PAGE EXCERPT:
Currencies / US Dollar Sep 19, 2022 - 08:35 PM GMT

By: Richard_Mills

Currencies

This year has seen a correction in the gold price, commensurate with rising interest rates, and the spectre of more to come. The precious metal has also been hammered by a strong US dollar, which is negatively correlated to the gold price.

Spot gold has fallen from about $1,800 an ounce at the start of the year, to $1,675 currently, a drop of 7.4%. On Thursday, Sept. 15, gold plunged to its lower level since April, 2020, on expectations of a 0.75% interest rate increase next week by the Federal Reserve.


“The gold market has clearly priced in a more aggressive US Federal Reserve ahead of next week’s meeting, reflecting the central bank’s determination to fight inflation,” Carsten Menke, head of next generation research at Julius Baer, a private Swiss bank, told Reuters.

In fact some are even calling for a 100-basis-point increase to the federal funds rate (+1%), due to perceived strength in the US job market. Applications for unemployment insurance fell for a fifth straight week, suggesting demand for workers is healthy.

The Fed has two responsibilities: to allow the economy to grow at a rate no faster than 2% inflation, and to set interest rates higher or lower to achieve this target; and to ensure that the economy is running at or near full employment. The central bank therefore keeps a close eye on inflation and unemployment figures.

If the Fed hikes by 1% instead of 0.75%, we’d expect gold to fall further.

As avid followers of the gold market, we are perplexed by what we are seeing currently. On the one hand, it makes sense that investors are shying away from gold due to higher interest rates. The latter is bumping up the value of the US dollar and dampening gold’s appeal. As US interest rates rise, so do government bond yields. Capital flows into the country attracted by higher yields, so the dollar goes up. Gold offers neither a yield nor a dividend, thus it is seen as a less attractive asset class to own, at the moment.

[Stored data entries]
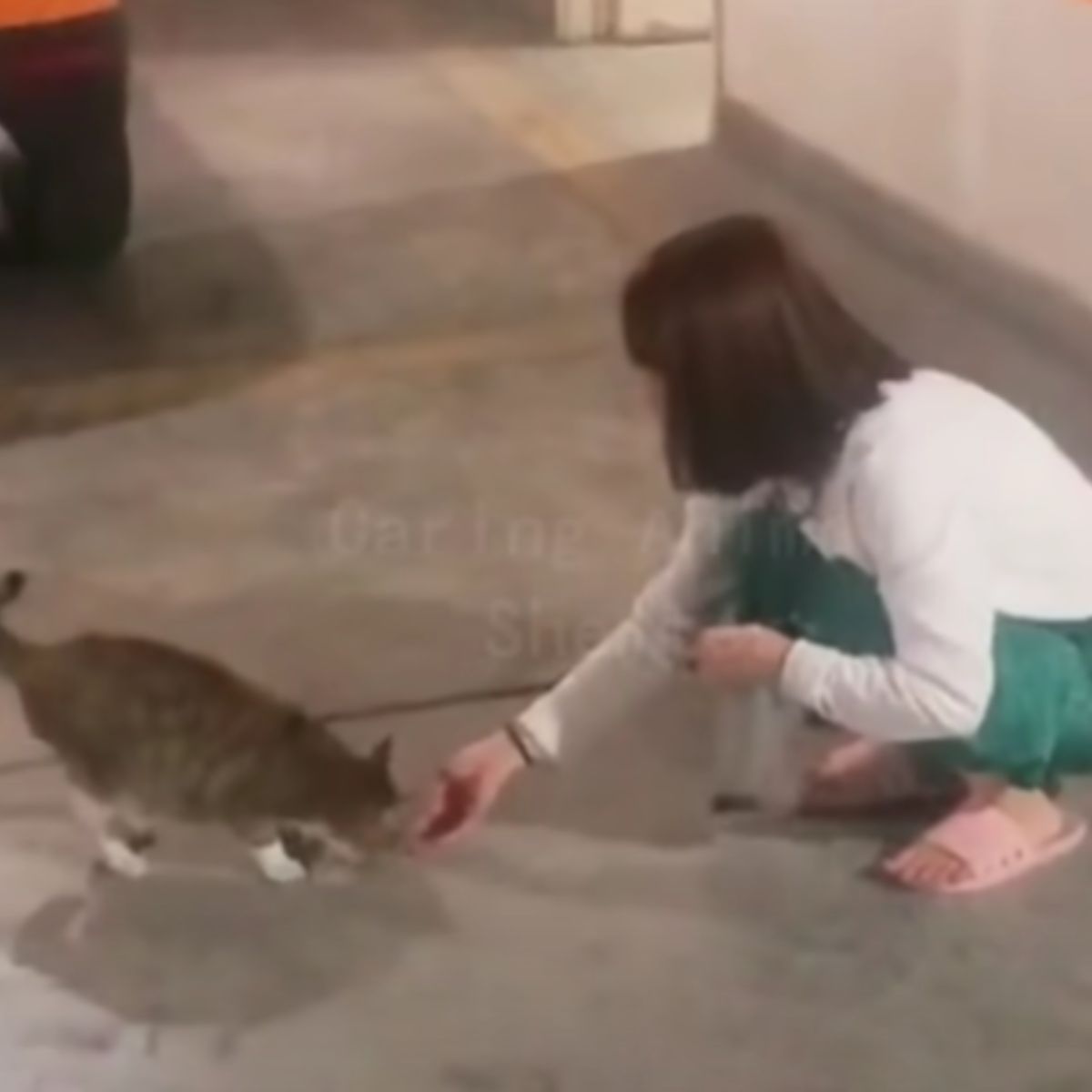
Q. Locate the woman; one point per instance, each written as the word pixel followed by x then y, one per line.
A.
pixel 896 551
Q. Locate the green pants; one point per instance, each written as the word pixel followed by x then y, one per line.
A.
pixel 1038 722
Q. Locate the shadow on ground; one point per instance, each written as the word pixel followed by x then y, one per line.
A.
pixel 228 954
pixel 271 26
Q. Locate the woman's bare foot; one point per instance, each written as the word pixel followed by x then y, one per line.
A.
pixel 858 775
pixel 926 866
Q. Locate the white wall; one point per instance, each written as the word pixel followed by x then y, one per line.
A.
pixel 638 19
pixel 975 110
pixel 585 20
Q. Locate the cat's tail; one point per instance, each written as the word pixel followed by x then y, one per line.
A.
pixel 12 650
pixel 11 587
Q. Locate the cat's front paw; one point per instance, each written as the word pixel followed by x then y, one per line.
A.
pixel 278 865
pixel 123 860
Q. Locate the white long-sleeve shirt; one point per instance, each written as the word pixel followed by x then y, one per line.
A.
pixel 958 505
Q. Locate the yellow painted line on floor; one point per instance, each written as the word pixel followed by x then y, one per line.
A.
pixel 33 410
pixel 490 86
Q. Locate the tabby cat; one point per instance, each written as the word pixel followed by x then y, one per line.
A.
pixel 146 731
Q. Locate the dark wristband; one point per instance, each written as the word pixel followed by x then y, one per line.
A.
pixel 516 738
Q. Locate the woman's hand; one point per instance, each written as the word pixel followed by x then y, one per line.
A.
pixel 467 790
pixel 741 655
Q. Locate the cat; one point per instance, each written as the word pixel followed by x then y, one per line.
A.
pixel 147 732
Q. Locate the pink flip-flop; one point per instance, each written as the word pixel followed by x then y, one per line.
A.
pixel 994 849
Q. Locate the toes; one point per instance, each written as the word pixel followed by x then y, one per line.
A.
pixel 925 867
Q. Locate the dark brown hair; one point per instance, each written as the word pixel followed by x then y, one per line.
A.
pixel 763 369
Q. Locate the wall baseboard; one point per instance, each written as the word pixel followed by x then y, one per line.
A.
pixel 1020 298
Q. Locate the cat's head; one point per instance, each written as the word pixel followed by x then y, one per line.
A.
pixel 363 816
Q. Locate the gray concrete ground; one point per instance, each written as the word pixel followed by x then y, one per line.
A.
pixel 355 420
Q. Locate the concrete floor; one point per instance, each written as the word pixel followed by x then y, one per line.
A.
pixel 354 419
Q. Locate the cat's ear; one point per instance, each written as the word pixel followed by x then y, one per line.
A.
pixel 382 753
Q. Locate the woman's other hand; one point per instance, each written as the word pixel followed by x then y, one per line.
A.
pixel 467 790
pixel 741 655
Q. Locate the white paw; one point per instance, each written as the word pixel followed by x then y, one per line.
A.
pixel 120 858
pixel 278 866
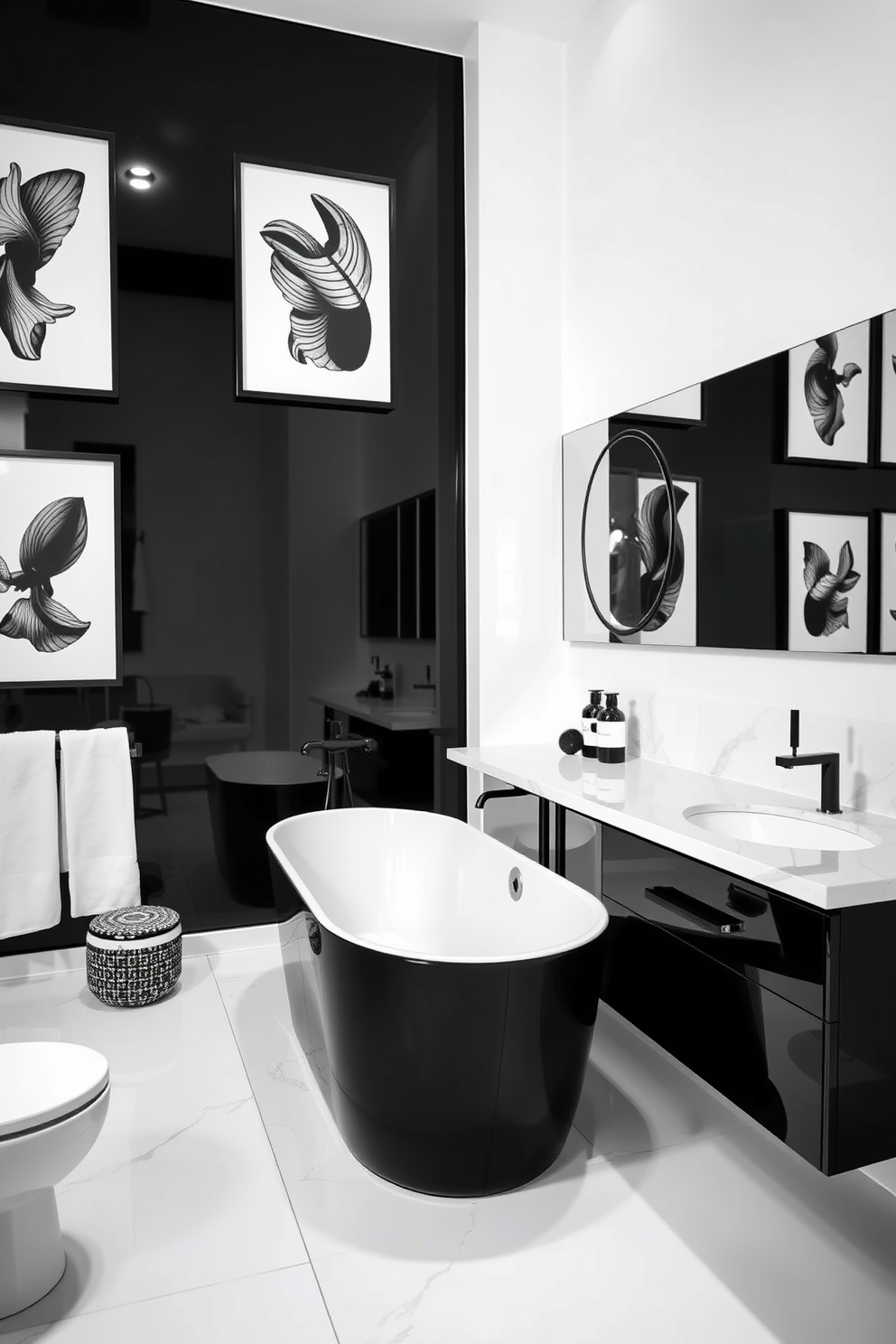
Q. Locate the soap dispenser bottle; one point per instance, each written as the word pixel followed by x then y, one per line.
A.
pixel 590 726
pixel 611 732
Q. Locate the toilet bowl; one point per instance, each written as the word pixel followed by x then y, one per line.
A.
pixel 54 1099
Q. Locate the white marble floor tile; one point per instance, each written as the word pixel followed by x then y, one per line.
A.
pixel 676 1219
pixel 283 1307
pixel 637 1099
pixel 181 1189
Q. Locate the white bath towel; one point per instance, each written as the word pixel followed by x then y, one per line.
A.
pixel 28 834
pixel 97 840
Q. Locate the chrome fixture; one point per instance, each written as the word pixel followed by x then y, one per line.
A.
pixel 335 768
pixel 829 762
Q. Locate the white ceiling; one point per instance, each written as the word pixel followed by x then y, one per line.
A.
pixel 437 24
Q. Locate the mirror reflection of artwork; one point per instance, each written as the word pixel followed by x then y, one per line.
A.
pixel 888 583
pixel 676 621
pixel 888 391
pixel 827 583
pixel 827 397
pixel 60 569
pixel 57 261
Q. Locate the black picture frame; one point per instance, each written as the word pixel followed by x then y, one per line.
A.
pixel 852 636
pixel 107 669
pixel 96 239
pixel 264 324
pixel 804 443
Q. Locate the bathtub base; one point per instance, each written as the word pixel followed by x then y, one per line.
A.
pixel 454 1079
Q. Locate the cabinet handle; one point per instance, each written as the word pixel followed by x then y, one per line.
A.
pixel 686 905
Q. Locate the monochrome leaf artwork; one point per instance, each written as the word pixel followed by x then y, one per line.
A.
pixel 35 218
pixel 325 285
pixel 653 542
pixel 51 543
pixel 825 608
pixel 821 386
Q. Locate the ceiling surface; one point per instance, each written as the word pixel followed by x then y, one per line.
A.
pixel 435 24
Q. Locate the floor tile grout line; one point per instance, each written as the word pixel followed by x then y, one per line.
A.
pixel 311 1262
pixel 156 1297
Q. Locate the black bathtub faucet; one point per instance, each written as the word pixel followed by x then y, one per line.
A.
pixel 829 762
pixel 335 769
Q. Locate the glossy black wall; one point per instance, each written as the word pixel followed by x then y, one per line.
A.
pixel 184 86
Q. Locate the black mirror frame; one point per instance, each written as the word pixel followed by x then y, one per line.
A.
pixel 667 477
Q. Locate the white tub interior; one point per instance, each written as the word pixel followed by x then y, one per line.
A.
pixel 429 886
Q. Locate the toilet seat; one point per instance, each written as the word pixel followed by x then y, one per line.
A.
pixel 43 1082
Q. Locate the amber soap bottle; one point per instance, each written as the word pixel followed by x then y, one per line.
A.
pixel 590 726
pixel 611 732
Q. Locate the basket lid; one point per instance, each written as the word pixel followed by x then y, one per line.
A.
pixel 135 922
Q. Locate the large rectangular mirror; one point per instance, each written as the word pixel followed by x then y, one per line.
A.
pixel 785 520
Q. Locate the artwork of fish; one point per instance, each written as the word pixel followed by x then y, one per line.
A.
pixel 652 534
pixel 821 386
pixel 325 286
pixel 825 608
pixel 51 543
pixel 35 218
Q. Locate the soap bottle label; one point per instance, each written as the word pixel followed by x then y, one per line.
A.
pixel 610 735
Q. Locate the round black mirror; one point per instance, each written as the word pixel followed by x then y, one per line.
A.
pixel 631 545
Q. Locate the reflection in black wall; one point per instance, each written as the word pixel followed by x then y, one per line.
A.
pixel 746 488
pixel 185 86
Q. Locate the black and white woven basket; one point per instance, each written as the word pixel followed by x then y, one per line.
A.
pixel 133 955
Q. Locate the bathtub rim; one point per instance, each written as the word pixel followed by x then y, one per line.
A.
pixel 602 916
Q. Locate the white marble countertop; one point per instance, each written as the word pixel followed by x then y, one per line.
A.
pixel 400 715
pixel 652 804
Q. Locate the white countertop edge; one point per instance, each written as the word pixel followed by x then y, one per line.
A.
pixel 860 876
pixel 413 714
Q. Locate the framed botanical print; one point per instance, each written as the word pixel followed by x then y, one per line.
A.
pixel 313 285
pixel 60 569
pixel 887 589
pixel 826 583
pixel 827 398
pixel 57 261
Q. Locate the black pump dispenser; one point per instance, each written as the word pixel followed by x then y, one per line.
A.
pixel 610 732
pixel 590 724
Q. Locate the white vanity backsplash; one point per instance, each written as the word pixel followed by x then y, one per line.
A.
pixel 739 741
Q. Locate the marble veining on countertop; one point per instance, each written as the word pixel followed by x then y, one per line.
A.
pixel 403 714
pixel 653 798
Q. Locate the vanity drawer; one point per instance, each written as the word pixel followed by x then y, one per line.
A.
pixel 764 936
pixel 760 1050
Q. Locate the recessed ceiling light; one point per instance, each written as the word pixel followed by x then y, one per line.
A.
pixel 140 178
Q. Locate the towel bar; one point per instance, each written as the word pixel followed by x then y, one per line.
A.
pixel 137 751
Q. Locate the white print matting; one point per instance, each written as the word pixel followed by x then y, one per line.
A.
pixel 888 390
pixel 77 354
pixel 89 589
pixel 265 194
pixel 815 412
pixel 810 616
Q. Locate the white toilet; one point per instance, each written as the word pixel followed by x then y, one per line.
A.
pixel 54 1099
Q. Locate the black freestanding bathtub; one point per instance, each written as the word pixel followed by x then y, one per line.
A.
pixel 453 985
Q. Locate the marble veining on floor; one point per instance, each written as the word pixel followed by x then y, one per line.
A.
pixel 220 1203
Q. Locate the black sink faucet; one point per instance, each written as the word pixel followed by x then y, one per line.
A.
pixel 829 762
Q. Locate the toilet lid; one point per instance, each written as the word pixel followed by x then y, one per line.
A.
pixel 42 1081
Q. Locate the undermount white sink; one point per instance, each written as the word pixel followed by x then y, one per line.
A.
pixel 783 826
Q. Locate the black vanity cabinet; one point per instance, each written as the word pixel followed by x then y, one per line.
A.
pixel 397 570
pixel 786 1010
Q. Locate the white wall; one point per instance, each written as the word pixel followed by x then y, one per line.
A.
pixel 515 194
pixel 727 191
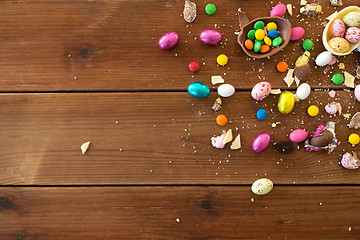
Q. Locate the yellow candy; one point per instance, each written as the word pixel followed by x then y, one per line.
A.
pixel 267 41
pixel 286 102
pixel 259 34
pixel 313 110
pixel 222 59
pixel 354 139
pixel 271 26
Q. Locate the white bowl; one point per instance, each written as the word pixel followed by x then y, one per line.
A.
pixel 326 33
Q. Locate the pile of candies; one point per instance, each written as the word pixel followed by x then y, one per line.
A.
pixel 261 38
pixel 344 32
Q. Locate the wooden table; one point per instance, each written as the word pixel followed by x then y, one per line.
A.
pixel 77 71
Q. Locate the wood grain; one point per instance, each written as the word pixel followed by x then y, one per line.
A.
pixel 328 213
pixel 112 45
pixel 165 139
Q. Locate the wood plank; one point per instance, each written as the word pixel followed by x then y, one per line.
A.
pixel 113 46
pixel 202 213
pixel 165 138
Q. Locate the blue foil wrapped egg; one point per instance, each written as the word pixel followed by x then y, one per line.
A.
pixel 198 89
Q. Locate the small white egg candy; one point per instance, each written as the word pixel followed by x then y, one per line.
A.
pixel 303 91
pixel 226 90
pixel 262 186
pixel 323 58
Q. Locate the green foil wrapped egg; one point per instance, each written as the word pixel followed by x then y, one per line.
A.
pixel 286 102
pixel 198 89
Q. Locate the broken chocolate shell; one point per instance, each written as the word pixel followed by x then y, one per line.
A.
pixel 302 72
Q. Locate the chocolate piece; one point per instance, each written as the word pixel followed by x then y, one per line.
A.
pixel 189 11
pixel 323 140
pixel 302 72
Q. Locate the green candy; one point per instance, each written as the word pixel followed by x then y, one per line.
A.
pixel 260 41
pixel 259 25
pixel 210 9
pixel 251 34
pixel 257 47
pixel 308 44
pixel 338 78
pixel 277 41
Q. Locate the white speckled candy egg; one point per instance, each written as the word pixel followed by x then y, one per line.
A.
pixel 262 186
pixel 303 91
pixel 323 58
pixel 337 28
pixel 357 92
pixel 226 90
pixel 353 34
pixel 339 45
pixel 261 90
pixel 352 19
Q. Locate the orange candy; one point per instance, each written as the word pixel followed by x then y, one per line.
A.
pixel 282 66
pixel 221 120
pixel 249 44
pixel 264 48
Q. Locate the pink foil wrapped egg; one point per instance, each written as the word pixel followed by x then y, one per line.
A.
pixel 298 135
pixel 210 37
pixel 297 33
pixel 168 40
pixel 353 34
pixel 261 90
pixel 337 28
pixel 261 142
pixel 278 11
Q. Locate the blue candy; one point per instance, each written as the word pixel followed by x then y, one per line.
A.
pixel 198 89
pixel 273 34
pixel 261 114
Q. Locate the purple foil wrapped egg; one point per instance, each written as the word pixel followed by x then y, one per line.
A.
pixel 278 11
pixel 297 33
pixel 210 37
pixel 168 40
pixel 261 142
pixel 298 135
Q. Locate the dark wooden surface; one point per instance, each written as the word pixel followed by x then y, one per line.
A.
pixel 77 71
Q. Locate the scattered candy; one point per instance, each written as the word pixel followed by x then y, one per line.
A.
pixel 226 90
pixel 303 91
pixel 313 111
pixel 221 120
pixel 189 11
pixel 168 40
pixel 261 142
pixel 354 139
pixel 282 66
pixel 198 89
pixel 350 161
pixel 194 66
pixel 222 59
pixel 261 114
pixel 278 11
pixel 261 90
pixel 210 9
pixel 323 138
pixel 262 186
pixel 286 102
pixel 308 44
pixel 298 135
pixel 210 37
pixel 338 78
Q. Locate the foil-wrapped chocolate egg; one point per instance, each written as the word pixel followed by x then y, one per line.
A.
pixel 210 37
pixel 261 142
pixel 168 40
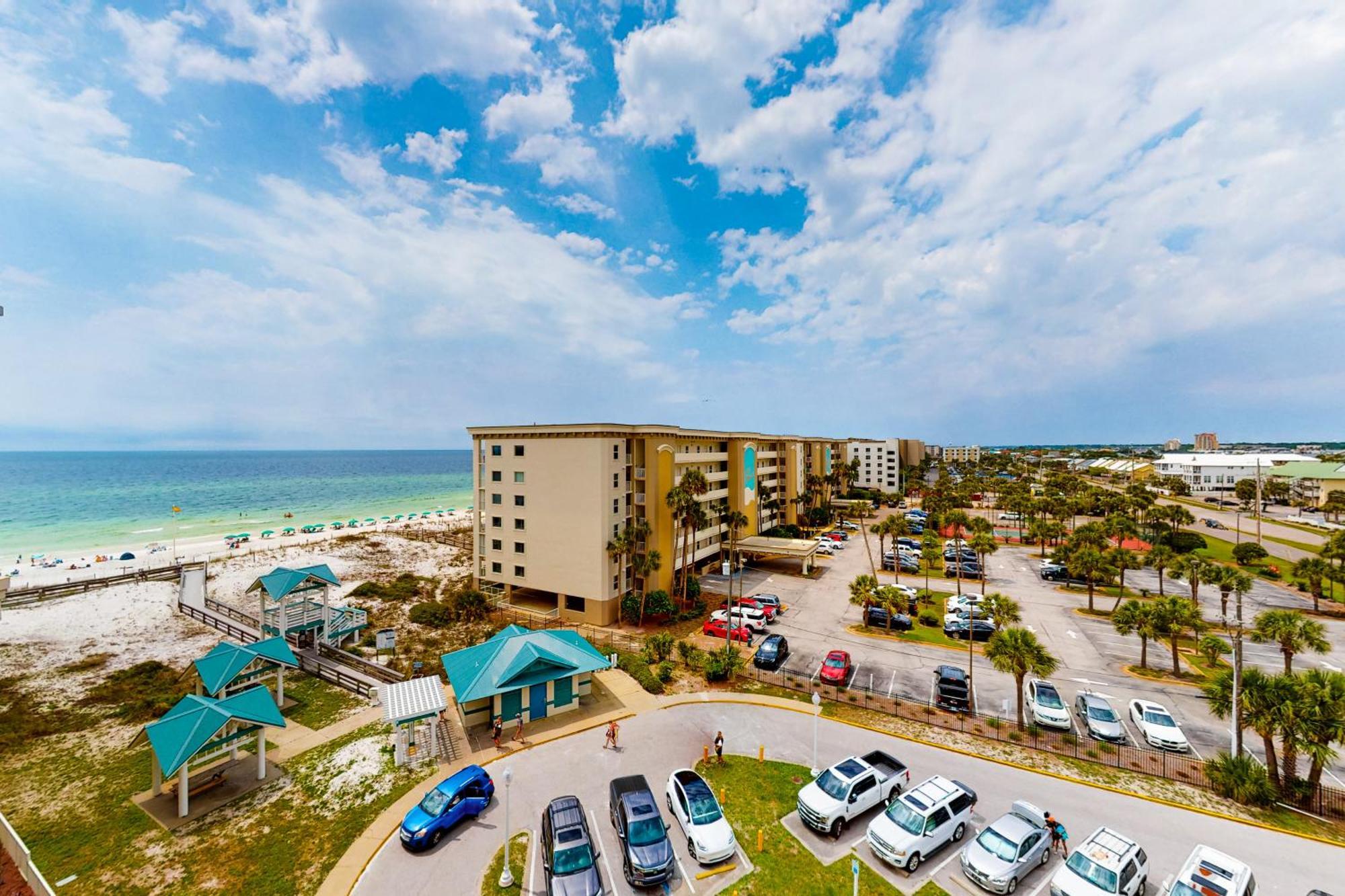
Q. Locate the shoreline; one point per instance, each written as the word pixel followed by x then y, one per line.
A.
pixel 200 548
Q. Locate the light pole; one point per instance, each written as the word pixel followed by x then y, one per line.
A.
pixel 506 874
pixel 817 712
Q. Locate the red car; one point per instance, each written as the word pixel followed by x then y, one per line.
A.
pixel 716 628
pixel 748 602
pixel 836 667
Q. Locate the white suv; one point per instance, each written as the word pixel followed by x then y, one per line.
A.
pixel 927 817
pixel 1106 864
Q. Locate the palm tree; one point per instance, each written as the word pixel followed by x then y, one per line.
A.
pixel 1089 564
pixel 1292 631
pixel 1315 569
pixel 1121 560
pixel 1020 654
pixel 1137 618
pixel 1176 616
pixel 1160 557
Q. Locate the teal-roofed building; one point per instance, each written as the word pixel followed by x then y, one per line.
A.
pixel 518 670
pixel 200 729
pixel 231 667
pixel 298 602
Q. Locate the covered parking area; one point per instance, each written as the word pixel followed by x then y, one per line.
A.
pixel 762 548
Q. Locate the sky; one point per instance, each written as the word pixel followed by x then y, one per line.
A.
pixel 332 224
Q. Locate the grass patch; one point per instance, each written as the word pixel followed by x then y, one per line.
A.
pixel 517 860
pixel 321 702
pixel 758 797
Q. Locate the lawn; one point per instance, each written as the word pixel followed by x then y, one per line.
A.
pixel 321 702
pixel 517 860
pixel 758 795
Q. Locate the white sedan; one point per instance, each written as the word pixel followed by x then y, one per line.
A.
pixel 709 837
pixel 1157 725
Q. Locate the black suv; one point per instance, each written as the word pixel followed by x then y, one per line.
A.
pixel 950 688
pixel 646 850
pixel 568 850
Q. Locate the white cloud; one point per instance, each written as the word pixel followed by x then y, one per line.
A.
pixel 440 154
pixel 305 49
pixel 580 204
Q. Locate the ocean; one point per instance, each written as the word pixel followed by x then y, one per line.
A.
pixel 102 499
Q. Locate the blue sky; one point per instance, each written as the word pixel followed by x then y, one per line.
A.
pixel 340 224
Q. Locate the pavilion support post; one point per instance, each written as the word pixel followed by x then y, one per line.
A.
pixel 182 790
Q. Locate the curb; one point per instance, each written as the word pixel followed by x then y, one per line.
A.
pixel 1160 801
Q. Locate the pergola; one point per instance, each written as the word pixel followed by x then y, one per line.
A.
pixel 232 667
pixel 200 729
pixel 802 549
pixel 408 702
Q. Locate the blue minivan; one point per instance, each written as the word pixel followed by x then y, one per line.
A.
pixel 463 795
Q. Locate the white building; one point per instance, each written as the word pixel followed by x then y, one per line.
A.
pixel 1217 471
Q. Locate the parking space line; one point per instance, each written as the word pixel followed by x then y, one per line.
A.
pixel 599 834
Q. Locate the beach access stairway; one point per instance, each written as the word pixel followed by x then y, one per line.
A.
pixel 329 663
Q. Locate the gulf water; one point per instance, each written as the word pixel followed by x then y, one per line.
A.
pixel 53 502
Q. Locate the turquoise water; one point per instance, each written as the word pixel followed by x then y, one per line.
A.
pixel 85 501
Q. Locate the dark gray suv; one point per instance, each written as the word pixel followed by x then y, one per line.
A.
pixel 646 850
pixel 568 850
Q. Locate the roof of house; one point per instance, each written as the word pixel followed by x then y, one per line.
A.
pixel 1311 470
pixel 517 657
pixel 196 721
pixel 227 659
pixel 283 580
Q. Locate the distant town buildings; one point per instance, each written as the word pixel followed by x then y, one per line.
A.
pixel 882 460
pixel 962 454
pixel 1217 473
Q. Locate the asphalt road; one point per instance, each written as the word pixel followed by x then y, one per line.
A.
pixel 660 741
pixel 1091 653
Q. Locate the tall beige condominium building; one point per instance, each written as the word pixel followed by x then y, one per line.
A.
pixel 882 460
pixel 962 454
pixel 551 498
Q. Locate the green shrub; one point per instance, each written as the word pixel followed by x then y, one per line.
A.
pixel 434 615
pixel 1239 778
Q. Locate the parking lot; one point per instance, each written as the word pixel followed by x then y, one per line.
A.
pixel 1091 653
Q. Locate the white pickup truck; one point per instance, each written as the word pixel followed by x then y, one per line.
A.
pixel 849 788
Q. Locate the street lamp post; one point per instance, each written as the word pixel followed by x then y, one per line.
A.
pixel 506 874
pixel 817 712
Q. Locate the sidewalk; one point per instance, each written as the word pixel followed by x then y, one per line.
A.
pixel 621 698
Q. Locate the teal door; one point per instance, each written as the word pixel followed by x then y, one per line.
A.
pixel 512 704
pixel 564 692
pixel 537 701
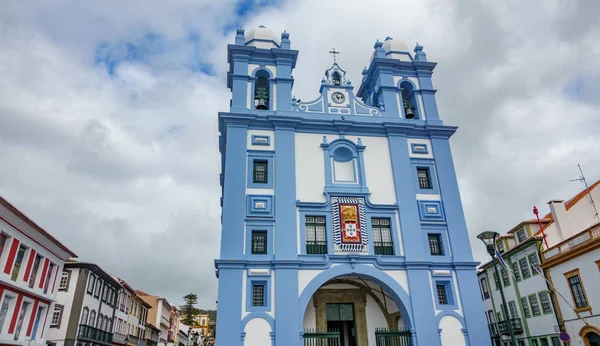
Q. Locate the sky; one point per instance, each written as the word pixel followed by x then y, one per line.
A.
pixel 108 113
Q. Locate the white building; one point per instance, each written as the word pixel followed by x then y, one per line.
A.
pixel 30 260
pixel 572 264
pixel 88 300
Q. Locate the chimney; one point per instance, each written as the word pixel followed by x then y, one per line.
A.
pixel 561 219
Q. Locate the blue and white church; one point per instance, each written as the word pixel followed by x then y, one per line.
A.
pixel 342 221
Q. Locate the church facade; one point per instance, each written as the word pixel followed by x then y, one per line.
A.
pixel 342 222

EXERCISE DETAILS:
Decide whether each statement below agrees with the excerpt on the gold price: (a) spot gold has dropped 7.4% since the start of the year; (b) applications for unemployment insurance rose for a fifth straight week; (c) gold pays investors a dividend. Answer yes or no for each, and quote the words of the excerpt that settle it.

SOLUTION TO THE PROBLEM:
(a) Yes: "Spot gold has fallen from about $1,800 an ounce at the start of the year, to $1,675 currently, a drop of 7.4%."
(b) No: "Applications for unemployment insurance fell for a fifth straight week"
(c) No: "Gold offers neither a yield nor a dividend"